* Task to complete:
Turn the data below into a Markdown table with two columns, "Index" and "Line", giving each line its own numbered row and leaving out blank lines. Begin at the line that has "70, row 102." and stop after the line that has "column 531, row 105".
## BEGIN
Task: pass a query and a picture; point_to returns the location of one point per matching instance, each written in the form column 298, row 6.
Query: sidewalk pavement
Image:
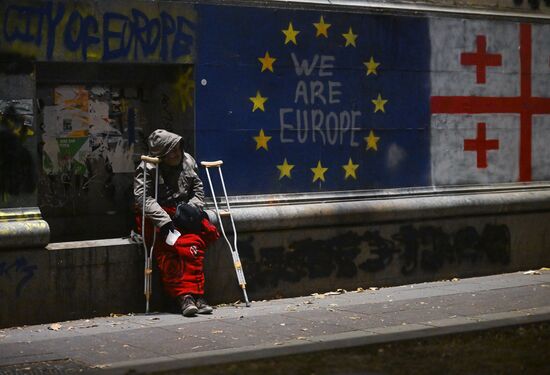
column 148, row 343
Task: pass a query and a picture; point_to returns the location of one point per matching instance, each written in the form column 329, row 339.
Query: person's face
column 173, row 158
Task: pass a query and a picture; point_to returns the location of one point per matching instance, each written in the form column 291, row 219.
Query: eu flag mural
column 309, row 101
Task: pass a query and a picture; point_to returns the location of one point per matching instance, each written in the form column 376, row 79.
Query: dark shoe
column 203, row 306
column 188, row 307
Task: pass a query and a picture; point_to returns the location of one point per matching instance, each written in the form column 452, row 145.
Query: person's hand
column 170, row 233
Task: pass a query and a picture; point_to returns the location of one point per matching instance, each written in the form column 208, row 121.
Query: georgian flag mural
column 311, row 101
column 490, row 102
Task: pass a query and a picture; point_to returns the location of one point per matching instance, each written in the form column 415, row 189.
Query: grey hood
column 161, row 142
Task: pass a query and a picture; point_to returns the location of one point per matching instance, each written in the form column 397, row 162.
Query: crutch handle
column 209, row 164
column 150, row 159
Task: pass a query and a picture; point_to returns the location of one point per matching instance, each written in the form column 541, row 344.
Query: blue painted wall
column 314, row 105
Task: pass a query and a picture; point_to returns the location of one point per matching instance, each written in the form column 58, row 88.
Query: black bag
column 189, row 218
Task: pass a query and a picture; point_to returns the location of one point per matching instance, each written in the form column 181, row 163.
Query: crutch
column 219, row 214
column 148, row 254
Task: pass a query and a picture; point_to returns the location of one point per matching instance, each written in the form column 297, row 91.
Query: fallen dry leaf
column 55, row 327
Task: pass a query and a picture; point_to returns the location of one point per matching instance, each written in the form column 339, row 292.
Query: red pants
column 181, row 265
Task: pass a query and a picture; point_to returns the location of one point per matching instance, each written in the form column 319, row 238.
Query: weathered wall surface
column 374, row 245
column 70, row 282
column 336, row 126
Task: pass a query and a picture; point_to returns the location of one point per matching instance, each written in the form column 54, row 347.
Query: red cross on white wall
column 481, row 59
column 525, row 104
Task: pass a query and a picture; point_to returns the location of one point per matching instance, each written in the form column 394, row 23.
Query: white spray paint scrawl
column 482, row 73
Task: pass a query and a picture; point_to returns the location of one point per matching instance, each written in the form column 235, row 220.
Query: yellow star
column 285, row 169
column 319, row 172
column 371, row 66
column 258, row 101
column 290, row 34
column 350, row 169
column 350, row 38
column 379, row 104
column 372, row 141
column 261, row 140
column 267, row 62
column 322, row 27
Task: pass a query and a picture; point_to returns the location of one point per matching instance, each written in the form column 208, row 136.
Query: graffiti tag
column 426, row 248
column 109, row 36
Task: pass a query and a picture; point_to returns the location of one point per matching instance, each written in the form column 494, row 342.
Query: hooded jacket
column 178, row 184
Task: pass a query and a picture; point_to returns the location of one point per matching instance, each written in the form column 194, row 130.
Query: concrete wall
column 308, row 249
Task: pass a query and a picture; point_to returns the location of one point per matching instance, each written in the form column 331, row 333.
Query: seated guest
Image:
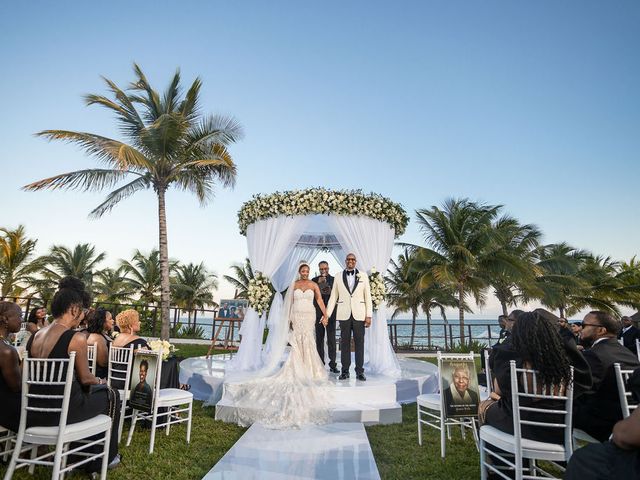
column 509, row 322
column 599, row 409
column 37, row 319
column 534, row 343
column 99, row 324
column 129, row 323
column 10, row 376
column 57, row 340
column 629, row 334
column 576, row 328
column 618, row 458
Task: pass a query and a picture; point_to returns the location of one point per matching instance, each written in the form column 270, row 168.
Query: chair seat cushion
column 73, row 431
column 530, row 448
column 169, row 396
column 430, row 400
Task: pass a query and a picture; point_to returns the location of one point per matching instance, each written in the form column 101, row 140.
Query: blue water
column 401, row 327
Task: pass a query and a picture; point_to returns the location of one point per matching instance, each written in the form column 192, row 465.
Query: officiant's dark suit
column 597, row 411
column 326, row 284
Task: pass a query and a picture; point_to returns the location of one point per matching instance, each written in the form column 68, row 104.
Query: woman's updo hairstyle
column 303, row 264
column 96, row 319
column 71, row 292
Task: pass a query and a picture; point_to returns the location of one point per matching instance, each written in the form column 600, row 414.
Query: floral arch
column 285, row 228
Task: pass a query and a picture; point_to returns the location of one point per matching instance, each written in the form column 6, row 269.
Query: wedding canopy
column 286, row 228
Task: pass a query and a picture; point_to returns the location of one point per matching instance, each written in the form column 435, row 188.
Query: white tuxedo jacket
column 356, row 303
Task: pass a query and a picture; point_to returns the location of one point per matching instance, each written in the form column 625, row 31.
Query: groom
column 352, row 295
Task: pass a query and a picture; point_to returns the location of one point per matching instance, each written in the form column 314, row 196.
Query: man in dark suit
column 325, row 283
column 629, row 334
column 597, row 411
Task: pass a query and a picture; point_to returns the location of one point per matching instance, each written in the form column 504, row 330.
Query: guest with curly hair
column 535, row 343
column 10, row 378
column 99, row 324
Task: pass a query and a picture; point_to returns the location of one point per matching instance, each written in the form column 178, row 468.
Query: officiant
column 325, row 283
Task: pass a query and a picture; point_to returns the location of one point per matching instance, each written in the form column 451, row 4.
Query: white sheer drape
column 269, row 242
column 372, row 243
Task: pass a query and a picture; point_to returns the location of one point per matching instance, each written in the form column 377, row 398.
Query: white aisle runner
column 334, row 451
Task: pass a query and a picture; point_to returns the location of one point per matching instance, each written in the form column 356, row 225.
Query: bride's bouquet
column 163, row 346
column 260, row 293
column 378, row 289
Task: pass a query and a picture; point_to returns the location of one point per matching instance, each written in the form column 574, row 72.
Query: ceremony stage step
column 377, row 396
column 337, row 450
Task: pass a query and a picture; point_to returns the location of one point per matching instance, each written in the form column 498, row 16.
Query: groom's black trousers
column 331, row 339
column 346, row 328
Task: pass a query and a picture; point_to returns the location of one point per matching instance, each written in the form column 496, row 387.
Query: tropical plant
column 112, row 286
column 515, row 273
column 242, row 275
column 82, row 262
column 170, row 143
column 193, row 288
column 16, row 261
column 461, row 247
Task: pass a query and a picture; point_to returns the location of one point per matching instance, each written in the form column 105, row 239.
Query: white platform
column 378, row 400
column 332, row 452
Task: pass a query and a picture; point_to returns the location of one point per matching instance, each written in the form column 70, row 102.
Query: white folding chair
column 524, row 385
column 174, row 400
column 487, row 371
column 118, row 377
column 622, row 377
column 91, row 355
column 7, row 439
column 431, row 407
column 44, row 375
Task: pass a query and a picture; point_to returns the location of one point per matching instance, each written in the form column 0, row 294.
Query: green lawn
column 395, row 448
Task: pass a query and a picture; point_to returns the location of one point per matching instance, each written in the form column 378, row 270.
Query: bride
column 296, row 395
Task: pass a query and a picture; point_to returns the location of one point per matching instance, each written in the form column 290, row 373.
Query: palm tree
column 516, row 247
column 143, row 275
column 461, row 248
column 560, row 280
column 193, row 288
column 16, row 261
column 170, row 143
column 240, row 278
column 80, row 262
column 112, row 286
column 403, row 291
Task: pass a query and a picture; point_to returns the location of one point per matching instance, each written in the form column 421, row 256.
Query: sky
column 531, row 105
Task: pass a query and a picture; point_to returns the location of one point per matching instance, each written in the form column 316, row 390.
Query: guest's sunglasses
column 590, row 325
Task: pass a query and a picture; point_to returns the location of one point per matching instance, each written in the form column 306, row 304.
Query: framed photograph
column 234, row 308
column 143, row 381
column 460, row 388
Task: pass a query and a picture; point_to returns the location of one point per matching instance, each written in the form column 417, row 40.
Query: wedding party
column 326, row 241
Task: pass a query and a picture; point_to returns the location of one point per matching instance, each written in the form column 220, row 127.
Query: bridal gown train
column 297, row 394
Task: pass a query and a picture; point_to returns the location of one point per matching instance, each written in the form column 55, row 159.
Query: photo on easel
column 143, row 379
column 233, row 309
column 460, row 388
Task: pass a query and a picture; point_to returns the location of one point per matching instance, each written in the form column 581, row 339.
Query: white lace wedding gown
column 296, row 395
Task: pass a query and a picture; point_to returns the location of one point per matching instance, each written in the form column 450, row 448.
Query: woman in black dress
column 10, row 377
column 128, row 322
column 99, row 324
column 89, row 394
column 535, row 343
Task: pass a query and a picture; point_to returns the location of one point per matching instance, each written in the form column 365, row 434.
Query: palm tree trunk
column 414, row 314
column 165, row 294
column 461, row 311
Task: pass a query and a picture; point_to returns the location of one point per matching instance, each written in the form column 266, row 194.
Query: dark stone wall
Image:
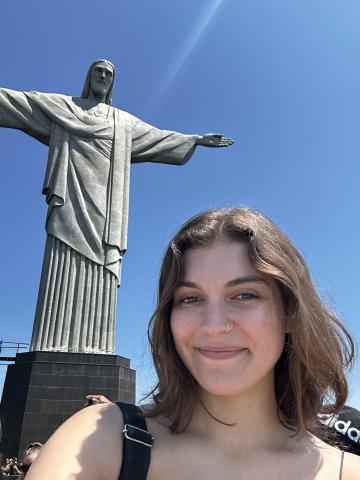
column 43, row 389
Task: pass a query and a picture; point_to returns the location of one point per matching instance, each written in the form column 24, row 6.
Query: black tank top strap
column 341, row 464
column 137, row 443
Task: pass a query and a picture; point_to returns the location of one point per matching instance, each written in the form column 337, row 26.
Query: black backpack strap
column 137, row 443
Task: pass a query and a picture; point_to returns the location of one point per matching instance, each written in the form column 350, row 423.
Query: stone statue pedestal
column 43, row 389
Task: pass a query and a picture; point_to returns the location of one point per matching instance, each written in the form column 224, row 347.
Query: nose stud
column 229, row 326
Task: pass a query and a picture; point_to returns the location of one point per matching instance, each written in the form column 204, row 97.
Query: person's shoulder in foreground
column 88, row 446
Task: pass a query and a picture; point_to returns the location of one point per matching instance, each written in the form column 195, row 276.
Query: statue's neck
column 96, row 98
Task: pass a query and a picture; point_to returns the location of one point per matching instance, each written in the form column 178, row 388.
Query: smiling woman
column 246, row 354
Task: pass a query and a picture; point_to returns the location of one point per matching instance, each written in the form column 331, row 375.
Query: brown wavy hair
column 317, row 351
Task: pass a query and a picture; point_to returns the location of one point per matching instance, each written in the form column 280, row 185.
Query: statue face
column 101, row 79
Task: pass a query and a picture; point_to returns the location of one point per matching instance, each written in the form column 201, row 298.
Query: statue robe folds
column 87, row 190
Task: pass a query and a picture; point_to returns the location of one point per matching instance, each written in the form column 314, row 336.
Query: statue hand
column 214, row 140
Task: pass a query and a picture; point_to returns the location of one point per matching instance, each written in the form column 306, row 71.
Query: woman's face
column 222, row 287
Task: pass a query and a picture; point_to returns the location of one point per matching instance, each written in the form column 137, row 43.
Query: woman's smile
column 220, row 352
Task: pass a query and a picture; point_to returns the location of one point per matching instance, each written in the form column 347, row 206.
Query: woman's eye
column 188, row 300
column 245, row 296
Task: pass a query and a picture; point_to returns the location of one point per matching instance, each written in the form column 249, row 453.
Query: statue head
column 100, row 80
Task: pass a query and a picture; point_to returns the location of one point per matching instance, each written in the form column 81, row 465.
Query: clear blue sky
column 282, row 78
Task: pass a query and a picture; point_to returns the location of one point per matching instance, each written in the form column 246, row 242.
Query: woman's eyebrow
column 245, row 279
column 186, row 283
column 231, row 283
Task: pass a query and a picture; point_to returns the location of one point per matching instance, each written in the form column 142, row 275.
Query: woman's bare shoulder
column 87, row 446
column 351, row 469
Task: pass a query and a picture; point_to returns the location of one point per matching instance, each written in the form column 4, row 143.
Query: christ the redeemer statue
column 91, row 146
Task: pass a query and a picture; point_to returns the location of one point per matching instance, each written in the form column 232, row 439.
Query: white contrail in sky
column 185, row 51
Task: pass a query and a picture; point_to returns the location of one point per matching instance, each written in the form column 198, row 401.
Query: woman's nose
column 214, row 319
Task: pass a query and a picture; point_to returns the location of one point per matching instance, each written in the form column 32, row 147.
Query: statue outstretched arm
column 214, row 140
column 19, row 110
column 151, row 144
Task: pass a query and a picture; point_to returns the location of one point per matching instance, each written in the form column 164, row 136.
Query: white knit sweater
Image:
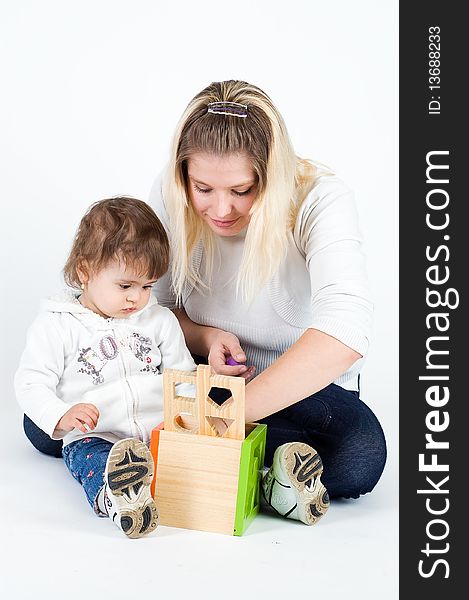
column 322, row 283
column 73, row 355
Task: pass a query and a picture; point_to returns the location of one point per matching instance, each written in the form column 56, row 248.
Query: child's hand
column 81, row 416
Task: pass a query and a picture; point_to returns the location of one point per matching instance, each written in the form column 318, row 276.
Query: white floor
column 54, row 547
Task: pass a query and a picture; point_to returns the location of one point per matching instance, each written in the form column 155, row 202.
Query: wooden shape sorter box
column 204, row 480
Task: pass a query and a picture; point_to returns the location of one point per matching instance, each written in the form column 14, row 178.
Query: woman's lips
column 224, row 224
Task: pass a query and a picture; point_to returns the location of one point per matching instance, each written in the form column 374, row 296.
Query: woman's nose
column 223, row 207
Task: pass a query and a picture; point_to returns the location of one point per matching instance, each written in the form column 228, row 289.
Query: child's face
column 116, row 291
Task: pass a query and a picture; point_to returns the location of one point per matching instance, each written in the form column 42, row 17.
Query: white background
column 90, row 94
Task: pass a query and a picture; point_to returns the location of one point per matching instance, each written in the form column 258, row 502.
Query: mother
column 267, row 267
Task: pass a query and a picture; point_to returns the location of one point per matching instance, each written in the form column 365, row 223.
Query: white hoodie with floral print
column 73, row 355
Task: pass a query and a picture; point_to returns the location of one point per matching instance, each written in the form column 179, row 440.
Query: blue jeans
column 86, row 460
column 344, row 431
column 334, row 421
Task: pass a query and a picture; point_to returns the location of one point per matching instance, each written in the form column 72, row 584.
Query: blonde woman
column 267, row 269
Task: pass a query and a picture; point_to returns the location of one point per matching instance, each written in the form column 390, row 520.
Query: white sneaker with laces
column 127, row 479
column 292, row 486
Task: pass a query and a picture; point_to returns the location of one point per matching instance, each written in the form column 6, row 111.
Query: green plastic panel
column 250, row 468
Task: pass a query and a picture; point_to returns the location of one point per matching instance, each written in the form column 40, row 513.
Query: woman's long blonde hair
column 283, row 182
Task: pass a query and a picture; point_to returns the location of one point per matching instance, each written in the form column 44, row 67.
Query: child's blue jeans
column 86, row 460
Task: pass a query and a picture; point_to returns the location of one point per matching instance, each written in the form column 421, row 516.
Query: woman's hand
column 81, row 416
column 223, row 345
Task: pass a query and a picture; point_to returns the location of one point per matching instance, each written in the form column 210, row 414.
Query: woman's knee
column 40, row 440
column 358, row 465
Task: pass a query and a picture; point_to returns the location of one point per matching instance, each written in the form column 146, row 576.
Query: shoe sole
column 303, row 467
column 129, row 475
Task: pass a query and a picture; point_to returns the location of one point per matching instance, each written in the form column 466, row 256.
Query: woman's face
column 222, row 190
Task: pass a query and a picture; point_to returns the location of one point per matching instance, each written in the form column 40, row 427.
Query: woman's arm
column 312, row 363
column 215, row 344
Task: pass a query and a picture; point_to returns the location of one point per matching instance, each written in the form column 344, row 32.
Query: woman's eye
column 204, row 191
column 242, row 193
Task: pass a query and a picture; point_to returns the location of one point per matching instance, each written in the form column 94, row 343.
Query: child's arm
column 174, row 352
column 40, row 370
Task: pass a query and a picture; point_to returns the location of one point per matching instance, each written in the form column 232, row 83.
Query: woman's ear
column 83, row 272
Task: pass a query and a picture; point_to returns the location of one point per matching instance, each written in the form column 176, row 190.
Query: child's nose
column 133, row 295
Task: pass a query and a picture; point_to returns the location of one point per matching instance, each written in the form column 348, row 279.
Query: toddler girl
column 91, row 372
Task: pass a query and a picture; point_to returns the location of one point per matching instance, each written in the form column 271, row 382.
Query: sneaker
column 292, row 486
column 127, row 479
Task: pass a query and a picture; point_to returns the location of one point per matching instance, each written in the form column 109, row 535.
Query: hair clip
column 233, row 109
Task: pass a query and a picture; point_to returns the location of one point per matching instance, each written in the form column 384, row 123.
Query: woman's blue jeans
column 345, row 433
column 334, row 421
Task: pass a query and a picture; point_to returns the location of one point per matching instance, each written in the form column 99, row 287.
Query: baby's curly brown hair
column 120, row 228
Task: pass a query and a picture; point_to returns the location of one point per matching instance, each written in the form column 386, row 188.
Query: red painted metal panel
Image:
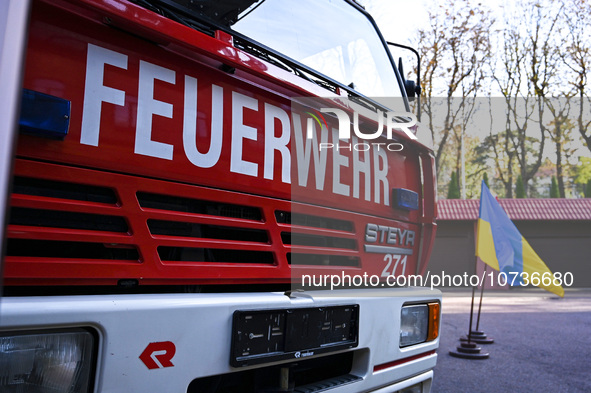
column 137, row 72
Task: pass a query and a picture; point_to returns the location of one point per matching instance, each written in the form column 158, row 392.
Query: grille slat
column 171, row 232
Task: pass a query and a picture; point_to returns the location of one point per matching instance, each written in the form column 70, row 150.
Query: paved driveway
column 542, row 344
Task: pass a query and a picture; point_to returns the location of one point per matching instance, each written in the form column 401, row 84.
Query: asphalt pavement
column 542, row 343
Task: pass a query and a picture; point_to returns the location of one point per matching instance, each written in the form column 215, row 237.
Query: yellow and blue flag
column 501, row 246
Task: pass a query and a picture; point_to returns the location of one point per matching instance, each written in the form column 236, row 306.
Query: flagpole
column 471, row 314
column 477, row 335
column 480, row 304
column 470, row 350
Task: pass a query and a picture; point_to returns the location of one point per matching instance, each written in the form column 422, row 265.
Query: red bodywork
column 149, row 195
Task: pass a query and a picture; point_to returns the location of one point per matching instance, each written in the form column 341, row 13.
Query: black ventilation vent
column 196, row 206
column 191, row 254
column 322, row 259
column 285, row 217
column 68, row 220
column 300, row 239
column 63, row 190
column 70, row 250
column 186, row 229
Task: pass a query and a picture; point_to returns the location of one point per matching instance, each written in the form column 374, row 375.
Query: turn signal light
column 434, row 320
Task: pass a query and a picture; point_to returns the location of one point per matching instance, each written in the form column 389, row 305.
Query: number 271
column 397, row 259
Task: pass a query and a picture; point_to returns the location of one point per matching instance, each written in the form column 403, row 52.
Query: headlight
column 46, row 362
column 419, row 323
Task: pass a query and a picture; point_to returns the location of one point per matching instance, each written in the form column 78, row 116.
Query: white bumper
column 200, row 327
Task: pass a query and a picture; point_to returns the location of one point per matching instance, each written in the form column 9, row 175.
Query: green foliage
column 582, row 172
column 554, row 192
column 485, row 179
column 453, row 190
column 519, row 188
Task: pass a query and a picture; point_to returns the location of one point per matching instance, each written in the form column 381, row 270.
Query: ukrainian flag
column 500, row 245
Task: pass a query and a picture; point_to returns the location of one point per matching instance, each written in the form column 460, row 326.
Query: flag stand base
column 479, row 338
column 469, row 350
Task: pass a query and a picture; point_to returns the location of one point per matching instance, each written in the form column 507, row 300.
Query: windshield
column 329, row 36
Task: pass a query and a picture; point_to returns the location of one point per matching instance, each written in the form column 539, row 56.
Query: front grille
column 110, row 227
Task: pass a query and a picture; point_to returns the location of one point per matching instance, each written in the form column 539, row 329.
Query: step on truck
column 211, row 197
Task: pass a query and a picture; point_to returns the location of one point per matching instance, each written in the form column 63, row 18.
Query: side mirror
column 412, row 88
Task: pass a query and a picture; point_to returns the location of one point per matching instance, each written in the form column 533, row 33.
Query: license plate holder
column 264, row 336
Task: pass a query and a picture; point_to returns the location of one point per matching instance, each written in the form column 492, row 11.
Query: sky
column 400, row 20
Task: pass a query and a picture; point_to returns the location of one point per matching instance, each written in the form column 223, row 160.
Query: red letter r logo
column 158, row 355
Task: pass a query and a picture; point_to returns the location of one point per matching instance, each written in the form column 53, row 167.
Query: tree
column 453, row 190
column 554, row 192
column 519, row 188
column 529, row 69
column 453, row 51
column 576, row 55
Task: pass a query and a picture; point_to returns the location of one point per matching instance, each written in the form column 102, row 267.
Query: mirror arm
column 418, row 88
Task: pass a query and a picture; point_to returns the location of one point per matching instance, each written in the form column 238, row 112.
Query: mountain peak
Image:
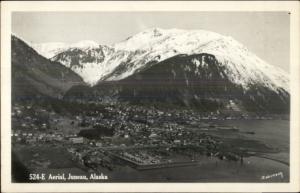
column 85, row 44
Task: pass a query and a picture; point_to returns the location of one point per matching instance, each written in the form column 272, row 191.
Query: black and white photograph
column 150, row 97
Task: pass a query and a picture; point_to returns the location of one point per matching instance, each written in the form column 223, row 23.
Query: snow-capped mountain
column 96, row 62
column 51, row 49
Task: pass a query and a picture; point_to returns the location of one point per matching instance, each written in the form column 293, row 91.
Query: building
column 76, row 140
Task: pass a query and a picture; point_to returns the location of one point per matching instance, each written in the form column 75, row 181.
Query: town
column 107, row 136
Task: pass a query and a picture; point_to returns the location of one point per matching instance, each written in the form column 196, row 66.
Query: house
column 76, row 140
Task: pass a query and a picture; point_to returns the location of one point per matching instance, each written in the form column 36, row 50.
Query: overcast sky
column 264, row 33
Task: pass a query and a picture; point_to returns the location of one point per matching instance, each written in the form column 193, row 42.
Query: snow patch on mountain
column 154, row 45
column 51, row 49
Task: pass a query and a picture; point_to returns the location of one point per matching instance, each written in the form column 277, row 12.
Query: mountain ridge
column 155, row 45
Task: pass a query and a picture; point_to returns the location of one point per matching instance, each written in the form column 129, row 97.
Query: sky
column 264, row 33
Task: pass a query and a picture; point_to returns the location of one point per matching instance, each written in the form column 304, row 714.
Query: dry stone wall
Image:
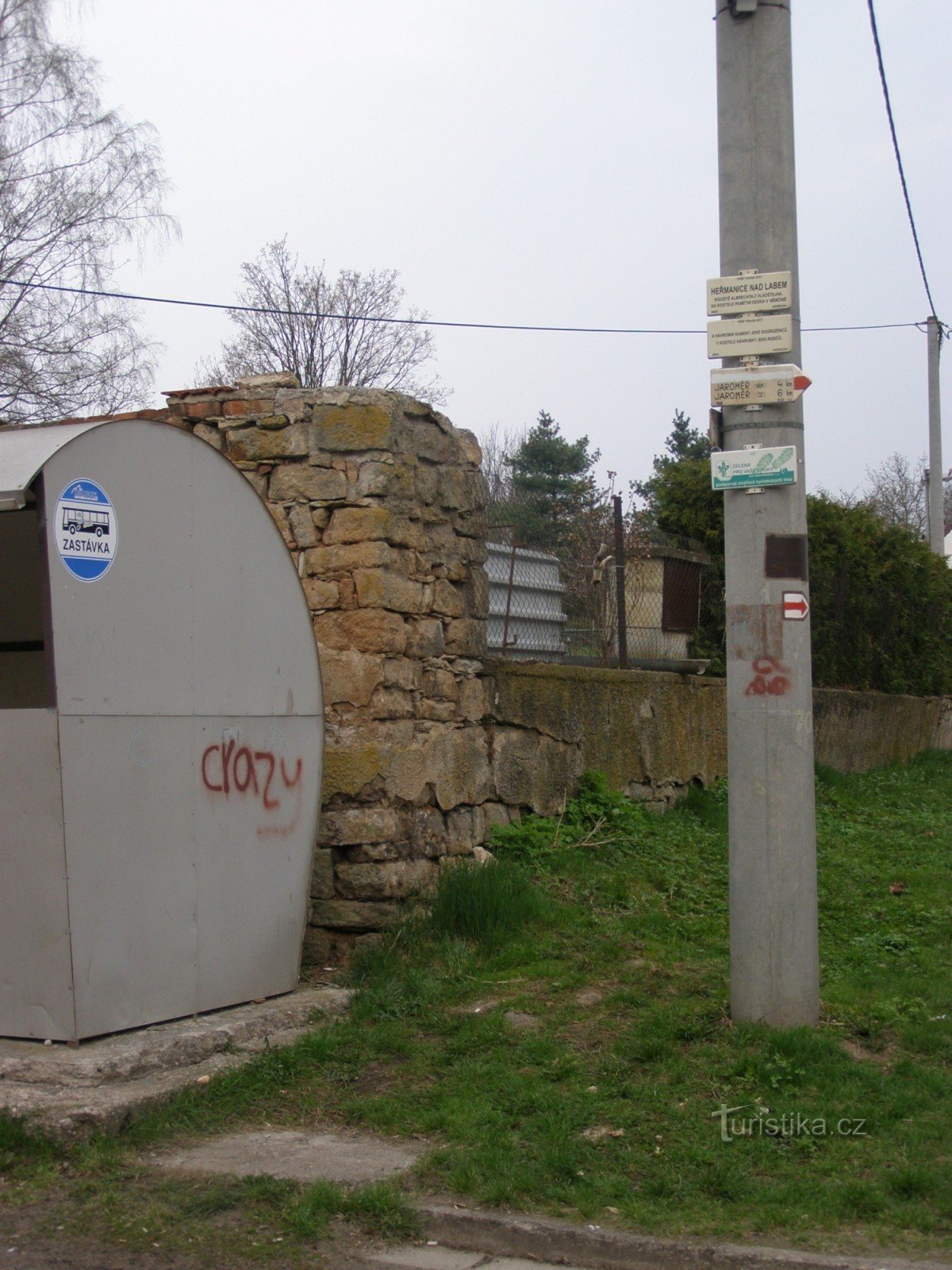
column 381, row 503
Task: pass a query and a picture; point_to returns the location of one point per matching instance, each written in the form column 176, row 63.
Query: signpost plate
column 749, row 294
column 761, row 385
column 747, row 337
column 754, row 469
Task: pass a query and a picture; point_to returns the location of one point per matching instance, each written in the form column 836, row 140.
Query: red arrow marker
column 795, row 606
## END
* Response to the exercise:
| Index | Line |
|---|---|
| 1 | Task: pass a query and a picture; point_to returns the location of one point per matching instance, each written in the form column 70, row 102. |
| 2 | Query: white folding chair |
| 3 | column 524, row 385 |
| 4 | column 174, row 400 |
| 5 | column 487, row 371 |
| 6 | column 118, row 377 |
| 7 | column 622, row 377 |
| 8 | column 91, row 355 |
| 9 | column 7, row 439 |
| 10 | column 431, row 407 |
| 11 | column 44, row 375 |
| 12 | Task: pass a query and a picture; point_to returns the location of one point per matching instance, each written in the form column 0, row 294. |
| 13 | Query: green lawn |
| 14 | column 395, row 448 |
| 15 | Task: pass a query and a picture; point_to returns the location of one point per matching instance, each written in the form column 378, row 270. |
| 16 | Query: bride |
| 17 | column 296, row 395 |
| 18 | Task: pass a query and a picture; point_to returns the location of one point per matching instance, each written in the form column 290, row 373. |
| 19 | Query: palm tree |
| 20 | column 516, row 247 |
| 21 | column 143, row 275 |
| 22 | column 461, row 248 |
| 23 | column 560, row 280 |
| 24 | column 193, row 288 |
| 25 | column 16, row 261 |
| 26 | column 170, row 143 |
| 27 | column 240, row 278 |
| 28 | column 80, row 262 |
| 29 | column 112, row 286 |
| 30 | column 403, row 291 |
| 31 | Task: pass a query and a picture; point_to returns the location of one point per matching instance, each written in the form column 421, row 256. |
| 32 | Query: sky |
| 33 | column 531, row 105 |